**Material shown**
:::::

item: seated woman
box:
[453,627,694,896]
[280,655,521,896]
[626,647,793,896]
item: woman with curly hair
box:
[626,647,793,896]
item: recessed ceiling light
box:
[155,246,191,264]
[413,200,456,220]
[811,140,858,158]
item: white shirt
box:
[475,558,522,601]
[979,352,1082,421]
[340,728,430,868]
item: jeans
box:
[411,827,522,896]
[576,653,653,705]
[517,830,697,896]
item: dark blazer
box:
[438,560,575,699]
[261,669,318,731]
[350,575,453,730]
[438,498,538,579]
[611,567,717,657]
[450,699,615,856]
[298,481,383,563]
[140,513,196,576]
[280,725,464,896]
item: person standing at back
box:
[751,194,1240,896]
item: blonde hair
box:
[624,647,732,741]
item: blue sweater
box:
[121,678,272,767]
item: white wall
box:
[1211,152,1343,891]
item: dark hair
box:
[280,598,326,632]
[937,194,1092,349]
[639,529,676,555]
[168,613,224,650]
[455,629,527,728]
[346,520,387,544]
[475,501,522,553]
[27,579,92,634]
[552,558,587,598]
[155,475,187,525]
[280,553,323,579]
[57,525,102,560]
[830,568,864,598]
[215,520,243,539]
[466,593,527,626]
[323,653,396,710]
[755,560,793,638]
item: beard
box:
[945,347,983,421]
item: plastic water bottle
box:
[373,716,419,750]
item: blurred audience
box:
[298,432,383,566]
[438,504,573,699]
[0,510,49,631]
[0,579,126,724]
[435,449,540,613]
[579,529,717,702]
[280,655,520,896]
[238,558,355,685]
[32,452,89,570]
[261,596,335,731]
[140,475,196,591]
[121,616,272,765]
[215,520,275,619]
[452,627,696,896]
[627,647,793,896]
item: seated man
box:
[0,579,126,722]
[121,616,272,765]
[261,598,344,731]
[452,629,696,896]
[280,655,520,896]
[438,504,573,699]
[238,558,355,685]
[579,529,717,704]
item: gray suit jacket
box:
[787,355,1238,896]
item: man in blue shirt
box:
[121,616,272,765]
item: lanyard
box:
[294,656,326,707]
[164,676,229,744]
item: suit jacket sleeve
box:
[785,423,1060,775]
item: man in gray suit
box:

:::::

**What you should do**
Starting at the line that contains "item: man in blue shirt" and ending at the last line of the records, write every line out again, item lines and "box:" lines included. Multiply each box coordinate by 1.75 and round it to a whole number, with halves rounded up.

**Response**
item: man in blue shirt
box:
[212,1078,476,1339]
item: lanyard
box:
[515,1148,571,1237]
[287,1183,401,1302]
item: suit jacket sleeve
box:
[1374,740,1855,1356]
item: man in gray suit
box:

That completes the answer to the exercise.